_PASSAGE TO READ_
────────

The Complete ‘Bernie Sanders Can’t Win’ Liberal Pundit Article Kit

Bernie SandersWe writers are very busy. I know, right now, I have an article on SSH that I really need to finish. I wanted to finish it last night, but I was so tired. Really: I spend about 10 hours per day writing and doing reading in support of it. And admittedly, that is my life. I don’t have much else that I even want to do. But I feel totally rushed all the time. It’s after 3:00 pm today, and I have next to nothing done. I haven’t gotten to the SSH article. I’ve written one Frankly Curious article. My anxiety level is so high, I’d take a Valium, but that would make me fall asleep, get further behind, and make me even more anxious. And I’m sure I’m not alone.

Look at Paul Krugman. He writes a lot. And in addition to that, he has to go out to cool concerts where he hangs out backstage and he has to eat expensive dinners with important people. And he has to go to conferences all over the world. He’s a busy guy. And it must be crushing to use all the time that could be spent talking to John Paul White to write yet another article about how it would be wrong to vote for Bernie Sander like the one he wrote yesterday, How Change Happens.

But I do have more free time because John Paul White never returns my calls. So I thought I would use the one advantage I have over him to help Krugman out. And not just Krugman. What I’m proposing here will help out lots of other people. For example, it will save Jonathan Chait a lot of time. And Martin Longman. And Erik Loomis. And plenty of other liberal commentators who I very much like. That is why I’m doing this. It is a gift. It is a free tool to make their lives better.

So here it goes. It’s really simple, but I can’t pretend that it’s my own idea. I’ve just systematized the process. In general, none of these people are thinking very deeply about any of this, so I’ve just created a system where they don’t have to think at all. Here it goes:

  1. Start with some recent good news for the Bernie Sanders campaign: polls or a famous person saying something or money raised. Or nothing at all. Here’s a generic opening that I release to the public domain. I hope that everyone finds many uses for it, “Despite what everyone expected, Bernie Sanders has really caught fire. He’s packing people in at his rallies. And he looks certain to win New Hampshire, and has a good shot at Iowa.”
  2. Next, use several paragraphs to talk about how much you like Bernie Sanders. Now if I were writing this for new writers, I’d have to provide a lot of details. But for the top tier writers I’m talking about, it’s easy. All they have to do is go back and look at pretty much every article they wrote about Bernie Sanders as long as he was polling at less than 25%. Don’t plagiarizer! But professional writers know how to rip themselves off without technically plagiarizing. It’s quick and easy. Exactly how many paragraphs you want to spend on this will depend upon your editorial needs. But don’t go overboard, or you’ll make the rest of this harder. You don’t want to find yourself in a situation where you actually have to argue against yourself!

────────

_COLLECTED MATERIAL_
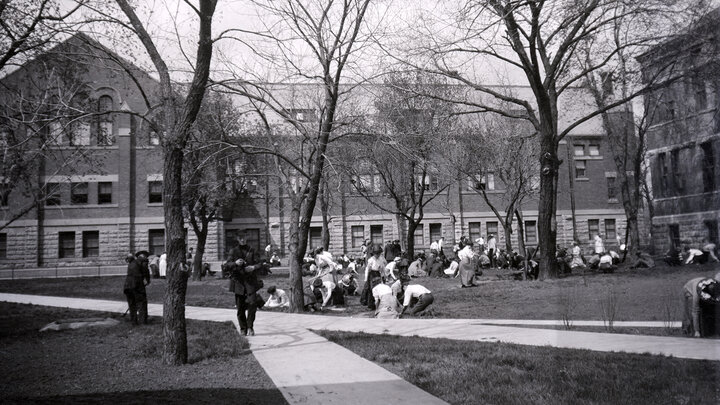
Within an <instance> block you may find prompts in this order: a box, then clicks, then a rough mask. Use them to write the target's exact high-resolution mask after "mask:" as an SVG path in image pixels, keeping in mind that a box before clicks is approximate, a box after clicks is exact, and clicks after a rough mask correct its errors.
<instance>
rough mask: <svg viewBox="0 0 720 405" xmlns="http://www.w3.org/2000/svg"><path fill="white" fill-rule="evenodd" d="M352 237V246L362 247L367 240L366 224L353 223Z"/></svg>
mask: <svg viewBox="0 0 720 405" xmlns="http://www.w3.org/2000/svg"><path fill="white" fill-rule="evenodd" d="M350 237H351V239H352V247H360V246H362V244H363V242H364V241H365V226H363V225H353V226H352V227H350Z"/></svg>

────────

_TASK STATEMENT_
Duplicate, word for word, the part of the Bernie Sanders pundit piece above that opens with the words containing "Bernie SandersWe writers" and closes with "I’m not alone.".

_REPLY TO THE EXERCISE_
Bernie SandersWe writers are very busy. I know, right now, I have an article on SSH that I really need to finish. I wanted to finish it last night, but I was so tired. Really: I spend about 10 hours per day writing and doing reading in support of it. And admittedly, that is my life. I don’t have much else that I even want to do. But I feel totally rushed all the time. It’s after 3:00 pm today, and I have next to nothing done. I haven’t gotten to the SSH article. I’ve written one Frankly Curious article. My anxiety level is so high, I’d take a Valium, but that would make me fall asleep, get further behind, and make me even more anxious. And I’m sure I’m not alone.